Task to complete:
Print out each entry below in full, exactly as given, excluding pictures.

Supplied data:
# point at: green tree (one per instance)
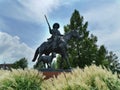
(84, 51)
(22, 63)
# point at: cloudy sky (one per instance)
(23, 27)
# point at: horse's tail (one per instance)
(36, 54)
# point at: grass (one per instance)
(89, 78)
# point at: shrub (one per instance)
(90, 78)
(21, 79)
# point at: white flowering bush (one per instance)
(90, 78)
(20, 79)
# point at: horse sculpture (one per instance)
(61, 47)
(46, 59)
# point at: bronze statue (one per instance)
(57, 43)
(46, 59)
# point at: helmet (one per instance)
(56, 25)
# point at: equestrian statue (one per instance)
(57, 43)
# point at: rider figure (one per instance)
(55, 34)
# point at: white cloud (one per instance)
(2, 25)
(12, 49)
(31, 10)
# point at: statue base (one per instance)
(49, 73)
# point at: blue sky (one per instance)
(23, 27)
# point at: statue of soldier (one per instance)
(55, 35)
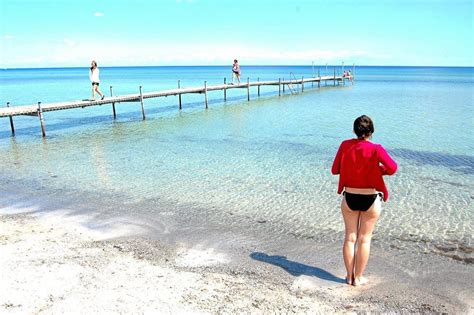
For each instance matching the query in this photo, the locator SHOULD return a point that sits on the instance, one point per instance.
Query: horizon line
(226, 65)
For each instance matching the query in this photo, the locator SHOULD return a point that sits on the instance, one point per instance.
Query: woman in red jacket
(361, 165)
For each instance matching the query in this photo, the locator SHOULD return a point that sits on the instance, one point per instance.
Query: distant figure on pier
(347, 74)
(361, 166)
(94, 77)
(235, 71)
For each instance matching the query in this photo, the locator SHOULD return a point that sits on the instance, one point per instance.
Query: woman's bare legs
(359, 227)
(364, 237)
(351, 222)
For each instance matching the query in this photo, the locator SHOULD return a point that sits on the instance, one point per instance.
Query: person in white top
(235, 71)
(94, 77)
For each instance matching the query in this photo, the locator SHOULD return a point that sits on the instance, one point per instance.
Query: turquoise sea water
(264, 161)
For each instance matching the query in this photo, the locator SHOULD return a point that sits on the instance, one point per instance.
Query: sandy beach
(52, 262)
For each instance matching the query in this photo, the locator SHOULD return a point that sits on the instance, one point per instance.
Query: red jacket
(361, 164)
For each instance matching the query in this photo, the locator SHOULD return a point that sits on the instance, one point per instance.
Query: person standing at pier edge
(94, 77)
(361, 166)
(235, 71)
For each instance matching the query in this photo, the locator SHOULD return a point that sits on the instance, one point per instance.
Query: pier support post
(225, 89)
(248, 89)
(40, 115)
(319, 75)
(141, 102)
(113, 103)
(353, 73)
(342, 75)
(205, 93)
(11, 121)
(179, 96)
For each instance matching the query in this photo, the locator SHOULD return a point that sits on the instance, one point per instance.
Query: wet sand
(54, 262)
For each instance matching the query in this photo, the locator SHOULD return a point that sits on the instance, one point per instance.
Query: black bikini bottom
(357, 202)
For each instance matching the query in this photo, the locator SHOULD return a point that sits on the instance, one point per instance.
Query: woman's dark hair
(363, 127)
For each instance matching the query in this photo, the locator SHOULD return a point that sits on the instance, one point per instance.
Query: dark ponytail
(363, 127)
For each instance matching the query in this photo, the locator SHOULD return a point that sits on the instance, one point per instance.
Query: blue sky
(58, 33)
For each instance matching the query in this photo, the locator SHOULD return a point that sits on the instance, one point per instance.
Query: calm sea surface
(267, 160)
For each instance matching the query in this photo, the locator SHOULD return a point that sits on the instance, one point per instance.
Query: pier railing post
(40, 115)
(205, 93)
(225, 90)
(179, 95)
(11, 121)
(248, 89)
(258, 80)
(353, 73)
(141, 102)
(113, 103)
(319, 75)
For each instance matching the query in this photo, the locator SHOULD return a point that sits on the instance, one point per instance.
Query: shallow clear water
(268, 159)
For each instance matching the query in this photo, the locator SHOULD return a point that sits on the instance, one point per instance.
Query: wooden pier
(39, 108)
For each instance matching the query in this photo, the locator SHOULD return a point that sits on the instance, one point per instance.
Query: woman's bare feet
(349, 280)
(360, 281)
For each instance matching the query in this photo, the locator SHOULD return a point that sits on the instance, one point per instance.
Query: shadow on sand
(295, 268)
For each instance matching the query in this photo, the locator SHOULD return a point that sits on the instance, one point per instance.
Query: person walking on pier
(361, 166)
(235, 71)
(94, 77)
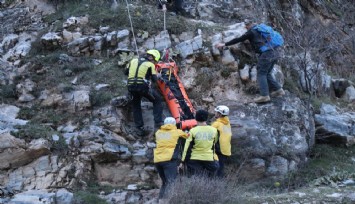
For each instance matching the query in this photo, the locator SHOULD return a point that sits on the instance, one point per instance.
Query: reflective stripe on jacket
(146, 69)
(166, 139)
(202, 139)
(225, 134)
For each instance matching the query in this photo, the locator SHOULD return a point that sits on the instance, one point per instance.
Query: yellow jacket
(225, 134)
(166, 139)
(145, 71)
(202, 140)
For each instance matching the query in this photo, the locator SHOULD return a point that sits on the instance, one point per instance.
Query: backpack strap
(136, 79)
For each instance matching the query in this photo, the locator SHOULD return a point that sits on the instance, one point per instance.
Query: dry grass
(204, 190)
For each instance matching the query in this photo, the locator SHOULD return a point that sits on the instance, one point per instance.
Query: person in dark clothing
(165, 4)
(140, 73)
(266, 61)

Task result:
# point at: green tree (one per instance)
(84, 51)
(22, 63)
# point at: cloudy sky (one per instance)
(23, 27)
# point at: horse's tail (one per instance)
(36, 54)
# point at: grass (one per instance)
(89, 78)
# point at: shrub (one per instance)
(90, 78)
(21, 79)
# point at: white flowering bush (one per instance)
(90, 78)
(20, 79)
# point at: horse sculpture (one per instance)
(61, 47)
(46, 59)
# point at: bronze statue (one per instance)
(57, 43)
(46, 59)
# point at: helmet (one per instance)
(56, 25)
# point at: equestrian statue (one per instance)
(57, 43)
# point at: rider figure (one per instance)
(55, 34)
# point at: white cloud (one per instance)
(2, 25)
(12, 49)
(31, 10)
# point at: statue base (one per instance)
(49, 73)
# point at: blue sky (one per instance)
(23, 27)
# point at: statue of soldier (one per instance)
(55, 35)
For each instance matching the query in this photo, the locator SHOULD return a point that sits on the instance, one point per instance.
Query: horizon line
(226, 65)
For each instance matching the query in this photo, the locator SHOULD return a point that sits on the instance, one point per instance.
Query: woman in red jacket
(361, 165)
For each instance matching the query in this photo, the locator SHOULD return a point that sits on the instance, one point per instance.
Query: distant figure on pier
(347, 74)
(361, 166)
(94, 77)
(235, 71)
For each instance matching the query in this photo, the locator SHOULD return a point that sits on the instance, one point per instance.
Query: woman's bare legs
(359, 227)
(364, 237)
(351, 222)
For each instance matching the query in this photo, the locator SHOULD return a point that sits on the instance, one point per instance.
Query: person in white top
(235, 71)
(94, 77)
For each instance matching the query in this photo, the locator SHOULD return a point that sits on the instance, one point per instance.
Query: turquoise sea water
(264, 161)
For each instance matching the query in this photo, the locator SHOULD return a point that sits on the instance, one point per instance.
Query: sandy beach
(52, 262)
For each instance matching the query in this photo, the locator SHOULD return a point that sits on the instance, one point per instance.
Query: red jacket
(361, 164)
For each instance matching the query in this photo, the locator SHOULD return a point that sits on the instance, one point per instance.
Query: person standing at pier edge
(94, 77)
(361, 166)
(235, 71)
For each instance matching the query in this photo, the locator SHOULD return a point that sits on the instance, one point per instance.
Query: pier support post
(225, 89)
(248, 89)
(40, 115)
(319, 75)
(141, 102)
(113, 103)
(353, 73)
(342, 75)
(205, 93)
(11, 121)
(179, 96)
For each instance matching the query in this photo, the locator SHOULD return a point that sits on the instance, one point per instance.
Query: wet sand
(54, 262)
For each instance matching the query in this photo, the locator SHOULD return a point that sits on the instance, one point per instance.
Query: black bikini bottom
(357, 202)
For each instance matching the query in this photo, the locator SHOULD return a point that sits on the instance, one point per instance.
Query: woman's dark hair
(363, 127)
For each instance matching the query in this photo, the locator SHOULD return a point that sits on the instance, one point per instance.
Query: dark ponytail
(363, 127)
For each instance matching the query in this photo, the locator SHOULD return a point that sits on the instance, one point per instance.
Query: blue sky
(58, 33)
For each instance matching the query in this photo, the locator SHOULD return a point that sits on the instance, one point per instance.
Query: calm sea surface
(267, 160)
For each instance matching the query in this photo, the locator SHOULD return a point that sits on the instance, one point per instance.
Query: pier railing post
(40, 115)
(205, 93)
(225, 90)
(179, 95)
(11, 121)
(248, 89)
(258, 80)
(353, 73)
(141, 102)
(113, 103)
(319, 75)
For each instance matching the query in this photo, the locator SHOULD return a point that sits on the instance, one point per instance.
Query: shallow clear water
(268, 159)
For each instance matching the query in this photo, the locator SHOULD return a point that sits on the instance, one point per instance.
Query: wooden pier
(39, 108)
For each instance matching the query in this photo, the locator SHOULD return a point that sits on the instance, one point per instance.
Query: woman's bare feet
(349, 280)
(360, 281)
For each instance matching the query in this photo, the locator SHOULD return a point that sits on the instance, one point per instance.
Query: shadow on sand
(295, 268)
For each instance matching the query in this photo, the locator SHOULD return a point that sits on the instance, one point per instance.
Query: person walking on pier
(361, 166)
(235, 71)
(94, 77)
For each instance matching the query in this photo, the locator SHOULD return a point that sits on the instance, one point per instance.
Query: reflective stripe on jacket
(146, 69)
(166, 139)
(202, 139)
(225, 134)
For each instance matching the query in this photo, the locator SHOULD return a point that sits on the instance, one point per instance.
Query: yellow jacket
(225, 134)
(166, 139)
(145, 71)
(202, 140)
For each instance matching the query in this photo, the locator SHOULD return a point that sits on the instance, one point per instance.
Query: backpack strap
(136, 79)
For each instance matching the query in this photo, the locator SHOULD return a point that sits on the instance, one point per instance.
Query: dry grass
(204, 190)
For each instance matching the query in this photo, the locator SHOULD return a point that sits on the instance, one point per instance.
Query: person in dark clothing
(165, 4)
(140, 73)
(266, 61)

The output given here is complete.